# Work instruction
Output all entries verbatim.

*** Opening of Working data ***

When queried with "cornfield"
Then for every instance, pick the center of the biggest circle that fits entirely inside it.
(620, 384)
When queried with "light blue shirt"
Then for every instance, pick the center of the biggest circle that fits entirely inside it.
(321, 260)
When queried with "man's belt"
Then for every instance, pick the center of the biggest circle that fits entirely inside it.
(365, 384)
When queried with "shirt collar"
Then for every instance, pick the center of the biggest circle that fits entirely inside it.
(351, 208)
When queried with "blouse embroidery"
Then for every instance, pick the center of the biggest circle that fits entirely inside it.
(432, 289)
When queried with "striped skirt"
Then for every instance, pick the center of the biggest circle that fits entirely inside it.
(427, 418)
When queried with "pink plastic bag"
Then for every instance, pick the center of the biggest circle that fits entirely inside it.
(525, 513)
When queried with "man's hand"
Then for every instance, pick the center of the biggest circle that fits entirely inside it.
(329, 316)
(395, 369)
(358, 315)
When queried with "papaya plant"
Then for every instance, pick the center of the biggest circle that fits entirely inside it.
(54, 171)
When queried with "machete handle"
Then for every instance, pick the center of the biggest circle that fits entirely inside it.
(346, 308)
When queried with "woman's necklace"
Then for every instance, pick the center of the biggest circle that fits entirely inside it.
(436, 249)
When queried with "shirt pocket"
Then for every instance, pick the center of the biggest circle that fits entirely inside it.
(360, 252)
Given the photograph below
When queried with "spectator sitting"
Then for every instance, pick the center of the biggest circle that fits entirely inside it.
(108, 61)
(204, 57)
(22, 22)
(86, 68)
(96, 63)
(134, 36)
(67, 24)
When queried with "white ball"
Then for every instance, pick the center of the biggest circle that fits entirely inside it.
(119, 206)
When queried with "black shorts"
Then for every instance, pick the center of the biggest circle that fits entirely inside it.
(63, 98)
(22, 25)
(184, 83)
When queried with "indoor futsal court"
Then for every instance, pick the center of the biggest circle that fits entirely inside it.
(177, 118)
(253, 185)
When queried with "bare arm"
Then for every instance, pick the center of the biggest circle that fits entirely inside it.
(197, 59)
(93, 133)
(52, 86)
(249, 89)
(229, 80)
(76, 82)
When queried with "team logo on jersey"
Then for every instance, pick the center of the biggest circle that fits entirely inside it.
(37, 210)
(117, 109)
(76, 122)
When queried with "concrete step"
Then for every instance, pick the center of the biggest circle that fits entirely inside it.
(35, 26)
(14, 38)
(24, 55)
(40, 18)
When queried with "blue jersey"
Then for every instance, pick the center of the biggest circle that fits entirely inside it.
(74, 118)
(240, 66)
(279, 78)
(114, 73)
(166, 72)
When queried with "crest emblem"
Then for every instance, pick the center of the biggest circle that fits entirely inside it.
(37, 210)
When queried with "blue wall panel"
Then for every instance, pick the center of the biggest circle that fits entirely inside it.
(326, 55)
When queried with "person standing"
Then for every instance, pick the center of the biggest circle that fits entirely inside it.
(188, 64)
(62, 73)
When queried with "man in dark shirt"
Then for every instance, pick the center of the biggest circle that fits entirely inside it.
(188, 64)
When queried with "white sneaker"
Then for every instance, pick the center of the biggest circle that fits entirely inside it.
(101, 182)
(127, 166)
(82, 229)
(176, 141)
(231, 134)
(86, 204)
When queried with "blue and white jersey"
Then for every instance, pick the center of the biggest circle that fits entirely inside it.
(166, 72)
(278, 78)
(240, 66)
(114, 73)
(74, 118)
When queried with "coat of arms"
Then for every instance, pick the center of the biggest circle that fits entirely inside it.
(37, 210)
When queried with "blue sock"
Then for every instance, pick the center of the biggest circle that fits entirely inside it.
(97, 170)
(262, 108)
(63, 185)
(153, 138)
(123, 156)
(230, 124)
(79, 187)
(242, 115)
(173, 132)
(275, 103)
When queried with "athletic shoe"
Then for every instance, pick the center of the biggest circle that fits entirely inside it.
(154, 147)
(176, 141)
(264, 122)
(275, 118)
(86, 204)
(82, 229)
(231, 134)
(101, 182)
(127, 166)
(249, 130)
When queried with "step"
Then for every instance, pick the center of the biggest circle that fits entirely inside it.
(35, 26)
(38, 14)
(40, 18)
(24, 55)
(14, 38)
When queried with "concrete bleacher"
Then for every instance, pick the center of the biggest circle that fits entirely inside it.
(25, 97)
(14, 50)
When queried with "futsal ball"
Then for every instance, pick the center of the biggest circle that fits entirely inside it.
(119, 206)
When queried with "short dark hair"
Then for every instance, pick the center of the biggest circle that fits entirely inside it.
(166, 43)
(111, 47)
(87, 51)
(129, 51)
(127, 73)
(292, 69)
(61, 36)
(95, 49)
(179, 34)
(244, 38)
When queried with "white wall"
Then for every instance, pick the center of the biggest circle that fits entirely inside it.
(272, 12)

*** Close of Working data ***

# Task solution
When queried with "cornfield"
Then for every instance, pick the center of the biggest circle that fits entirely inside it.
(620, 384)
When queried with "light blue shirt"
Then for every instance, pick the center of the biggest circle that fits entirely inside it.
(321, 260)
When queried with "man's belt"
Then for every instance, pick the center of the biggest circle that fits entirely inside it.
(365, 384)
When queried with "shirt collar"
Then for every instance, pick the center of the biggest circle that fits entirely inside it.
(351, 208)
When queried with "blouse embroidery"
Then for every instance, pick the center of the biggest circle that fits entirely inside it.
(432, 289)
When queried with "striped skirt"
Then for every instance, pick the center of the biggest circle that fits entirely inside it.
(427, 418)
When queried with "pink plastic bag"
Then for every instance, pick the center of the biggest circle that fits entirely inside it.
(525, 513)
When queried with "man's hand"
Then for every instance, pick the center of the biggest circle that fits entirely inside it.
(329, 316)
(395, 369)
(358, 315)
When queried with "papaya plant"
Then for every instance, pick the center of the biggest circle that fits entirely inside it.
(54, 171)
When queried with "machete handle"
Then for every instance, pick the center of the biggest circle that fits entirely inside it.
(346, 308)
When queried with "woman's necklace"
Then for every instance, pick the center of the biggest circle that fits entirely inside it.
(436, 249)
When queried with "shirt pocket"
Then for every instance, pick the center of the biggest circle that fits entirely inside it.
(360, 252)
Given the photograph below
When queried with "spectator sitting"
Then for every instance, pick the center of the biggest circle that fits entirely inside it.
(108, 61)
(204, 57)
(22, 22)
(86, 68)
(96, 63)
(134, 36)
(67, 24)
When queried with "white ball"
Then for every instance, pick the center of the biggest circle that fits entirely inside it.
(119, 206)
When queried with "black shorts"
Then for every instance, pick the center of the biggest circle that fits entirely inside it.
(63, 98)
(22, 25)
(184, 83)
When queried with "indoor futsal court"
Then for every instance, pick the center of the biggest circle that fits entirely inside it.
(177, 118)
(253, 185)
When queried with "bare arm"
Then for every instance, pick the center of the biggest circle that fits entirely inside it.
(197, 59)
(93, 133)
(52, 86)
(249, 89)
(229, 80)
(76, 82)
When queried with "team logo on jersey"
Then for every instance, pick the center of the biggest circle that fits entirely inside it.
(37, 210)
(117, 109)
(76, 122)
When queried with "concrete step"
Then for every instance, pick the center of the biggest circle that fits entirely inside it.
(35, 26)
(14, 38)
(24, 55)
(40, 18)
When queried with "blue jersey"
Then for every instance, pick the center of the biggest circle that fits entirely inside it.
(74, 118)
(240, 66)
(279, 78)
(114, 73)
(166, 72)
When queried with "crest emblem"
Then for every instance, pick the center of the biggest circle that fits entirely inside it.
(37, 210)
When queried with "blue wall panel"
Then for every instance, pick the center of the biggest circle that fits entirely inside it.
(326, 55)
When queried with "person standing"
Then for every instance, pick the center of the biggest circle that fits entirely inside it.
(188, 64)
(62, 73)
When queried with "man in dark shirt"
Then for every instance, pick the center of the biggest circle that fits entirely inside it.
(188, 64)
When queried with "white sneaker"
Then for every instance, pick the center of the biggest circle that fits entirely inside it.
(101, 182)
(127, 166)
(82, 229)
(176, 141)
(231, 134)
(86, 204)
When queried with "blue and white jersey"
Then for every instance, pick the center of the biggest circle that fits entirely inside it.
(166, 72)
(278, 78)
(240, 66)
(114, 73)
(74, 118)
When queried with "coat of arms"
Then for every instance, pick the center of the biggest circle that fits entirely inside it.
(37, 210)
When queried with "blue sock"
Then for every instance, pick the center of the biggest circle that fits entirely inside it.
(97, 170)
(262, 108)
(63, 185)
(153, 138)
(123, 156)
(230, 124)
(79, 187)
(242, 115)
(173, 132)
(275, 103)
When queried with "athletic shoe"
Then for every instance, pick the center of the biggest circle that fits entirely inside it.
(154, 147)
(176, 141)
(264, 122)
(275, 118)
(86, 204)
(82, 229)
(231, 134)
(101, 182)
(127, 166)
(249, 130)
When queried with "step"
Then for every instance, pick the center of the biggest circle that fits entirely inside it.
(35, 26)
(38, 14)
(40, 18)
(24, 55)
(14, 38)
When queried with "concrete bleacher"
Then for every instance, pick the center of the biggest circle that fits entirely inside it.
(25, 97)
(14, 50)
When queried with "futsal ball"
Then for every instance, pick the center of the biggest circle that fits entirely inside it.
(119, 206)
When queried with "short dark hair"
Then for every instance, pick the center of the biggest circle that fits entirely inside it.
(166, 43)
(111, 47)
(87, 51)
(129, 51)
(127, 73)
(292, 69)
(61, 36)
(95, 49)
(179, 34)
(244, 38)
When queried with "white wall"
Then for every instance, pick the center of the biggest circle that fits entirely inside it.
(272, 12)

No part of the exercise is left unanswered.